**WHAT TO WORK ON:**
1 – In the SciDataReportR documentation, which upstream function produces the object that `ProjectPCA()` takes as input?
2 – Continue the SciDataReportR documentation from where it stops.

─── READING TEXT

Function Inputs and Workflow Dependencies

Some functions are designed to consume outputs from other SciDataReportR functions. These relationships are part of the workflow infrastructure and should be checked when composing analyses.

SciDataReportR now uses workflow-oriented canonical names for new code, while older public names remain available as compatibility aliases. For example, CreatePCATable() still works, but CreatePCAObject() better describes the reusable PCA object returned by that workflow.

Function	Primary input	Upstream SciDataReportR function	Output	Common downstream use
`add_r_and_stars()`	Correlation heatmap result list	`PlotCorrelationsHeatmap()`	Annotated `ggplot`	Add `geom_starcaption()` for report-ready star explanations
`geom_starcaption()`	No direct object; added with `+`	`PlotCorrelationsHeatmap()` or `add_r_and_stars()`	`labs()` caption layer	Explain ``, ``, and `**` thresholds on heatmaps
`ApplyNormativeTScores()`	New data and normative scoring object	`CreateNormativeTScoreModel()`	Applied normative T-scores	Score future cohorts with the same model
`ProjectZScore()`	New data and z-score parameters	`CreateZScoreObject()`	Projected standardized scores	Apply a prior standardization to new data
`ProjectPCA()`	New data and PCA object	`CreatePCAObject()`	Projected PCA scores	Compare new samples in an existing PCA space
`ProjectSOMCluster()`	New data and SOM cluster solution	`CreateSOMClusterModel()`	Projected SOM/cluster assignments	Apply an existing cluster solution to future cohorts
`ProjectRCI()`	New data and RCI object	`CreateRCIObject()`	Projected reliable change metrics	Apply an existing change model

Flagship Workflow Examples

library(SciDataReportR)

# Metadata-aware setup
variable_types <- CreateVariableTypesTemplate(SampleData)
data_dictionary <- MakeDataDictionary(SampleData)

# Cohort comparison workflow
comparison <- MakeComparisonTable(
  DataFrame = SampleData,
  CompVariable = "Diagnosis",
  Variables = c("age", "tau", "p_tau")
)

# Correlation heatmap workflow with downstream annotation
cor_res <- PlotCorrelationsHeatmap(
  Data = SampleData,
  xVars = c("age", "tau", "p_tau"),
  yVars = c("Ab_42", "C_Reactive_Protein")
)

annotated_plot <- add_r_and_stars(cor_res) + geom_starcaption()

Data Structures and Conventions

SciDataReportR is built around practical life science data structures:

Data frames or tibbles with one row per observation, sample, participant, or visit.
Labelled variables where labels should remain visible in reports and plots.
Variable-type templates that distinguish continuous, categorical, binary, ordinal, outcome, covariate, and feature variables.

──────
─── INPUT DATA

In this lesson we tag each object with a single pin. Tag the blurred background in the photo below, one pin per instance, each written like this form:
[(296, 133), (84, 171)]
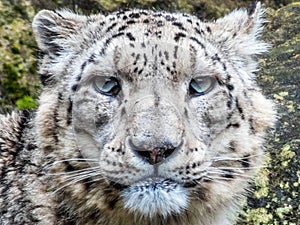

──────

**RESPONSES IN ORDER:**
1 – `CreatePCAObject()`

2 –
Codebooks and data dictionaries that document the meaning and structure of datasets.
Fit/project workflows where a transformation or model learned from one cohort can be applied to a future cohort.

Documentation

Package website: https://rdastgh1.github.io/SciDataReportR/
Reference index: https://rdastgh1.github.io/SciDataReportR/reference/
Issues and feature requests: https://github.com/RDastgh1/SciDataReportR/issues
R/Medicine 2024 slides: https://rdastgh1.quarto.pub/rmedicine-2024-scidatareportr

Roadmap

Near-term priorities:

Expand workflow-oriented vignettes for data setup, codebook harmonization, EDA/reporting, comparisons, visualizations, PCA/projection, SOM projection, normative T-scores, and longitudinal transitions.
Improve function-level documentation with input object requirements, return structures, and downstream use.
Add a richer visualization gallery with representative outputs.
Strengthen release notes, CI, pkgdown organization, and contributor-facing documentation.

Future directions:

Heatmap workflows for high-dimensional scientific data.
Volcano plot workflows for categorical two-group differences.
Volcano-style workflows for continuous predictors with beta values on the x-axis.
Workflow templates for cohort comparison, biomarker discovery, longitudinal follow-up, normative scoring, and cluster projection.
Structured analysis/report cards that summarize inputs, methods, parameters, and outputs.
Optional AI-native report summaries and machine-readable workflow metadata.

Citation, License, and Contributing

SciDataReportR is released under the MIT license. Please cite the package and link to the project website when using it in scientific reports, presentations, or manuscripts.

Contributions, bug reports, and workflow ideas are welcome through GitHub issues.